GIVEN REQUEST => Copy the data below, starting at the line that contains "ear, placing a dot on each." and ending at the last line of the data, with every line kept, requests included. Shift each answer coordinate by adding 127 to both of its numbers.

-------------------------

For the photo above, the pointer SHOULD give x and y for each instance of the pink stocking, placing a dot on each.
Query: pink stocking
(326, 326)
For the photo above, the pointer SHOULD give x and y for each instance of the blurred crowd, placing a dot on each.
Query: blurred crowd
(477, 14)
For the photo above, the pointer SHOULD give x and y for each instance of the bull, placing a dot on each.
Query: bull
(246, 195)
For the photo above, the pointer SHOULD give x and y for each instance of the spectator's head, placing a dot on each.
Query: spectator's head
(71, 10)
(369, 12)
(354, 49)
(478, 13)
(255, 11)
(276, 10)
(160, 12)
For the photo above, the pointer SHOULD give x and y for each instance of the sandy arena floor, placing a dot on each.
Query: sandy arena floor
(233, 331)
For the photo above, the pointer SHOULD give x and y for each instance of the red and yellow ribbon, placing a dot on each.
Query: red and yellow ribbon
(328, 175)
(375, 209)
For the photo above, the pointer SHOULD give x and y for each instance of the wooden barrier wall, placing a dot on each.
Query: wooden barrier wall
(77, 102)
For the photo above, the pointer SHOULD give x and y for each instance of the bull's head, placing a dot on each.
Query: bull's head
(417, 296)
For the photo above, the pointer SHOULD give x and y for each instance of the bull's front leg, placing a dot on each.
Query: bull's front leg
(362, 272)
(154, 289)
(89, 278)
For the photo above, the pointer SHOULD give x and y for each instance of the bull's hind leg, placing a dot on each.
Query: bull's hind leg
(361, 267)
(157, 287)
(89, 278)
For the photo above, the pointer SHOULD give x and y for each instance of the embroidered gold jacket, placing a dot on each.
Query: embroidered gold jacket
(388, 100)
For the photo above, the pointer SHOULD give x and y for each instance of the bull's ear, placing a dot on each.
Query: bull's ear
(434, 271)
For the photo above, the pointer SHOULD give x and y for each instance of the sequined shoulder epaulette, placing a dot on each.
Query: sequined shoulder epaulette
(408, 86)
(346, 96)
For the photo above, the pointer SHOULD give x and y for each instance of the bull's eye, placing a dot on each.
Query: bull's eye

-------------------------

EXERCISE RESPONSE =>
For the photo above, the pointer SHOULD give x and y for each instance of the bull's ear, placing a dot on each.
Query: bull's ear
(561, 398)
For the photo above, the pointer SHOULD give x and y for each instance of the sequined shoulder epaulette, placing a dot on each.
Query: sequined shoulder epaulette
(535, 213)
(473, 223)
For the photo above, the pointer SHOULD give x and y for each instance of the bull's eye, placing a dot on each.
Query: bull's eye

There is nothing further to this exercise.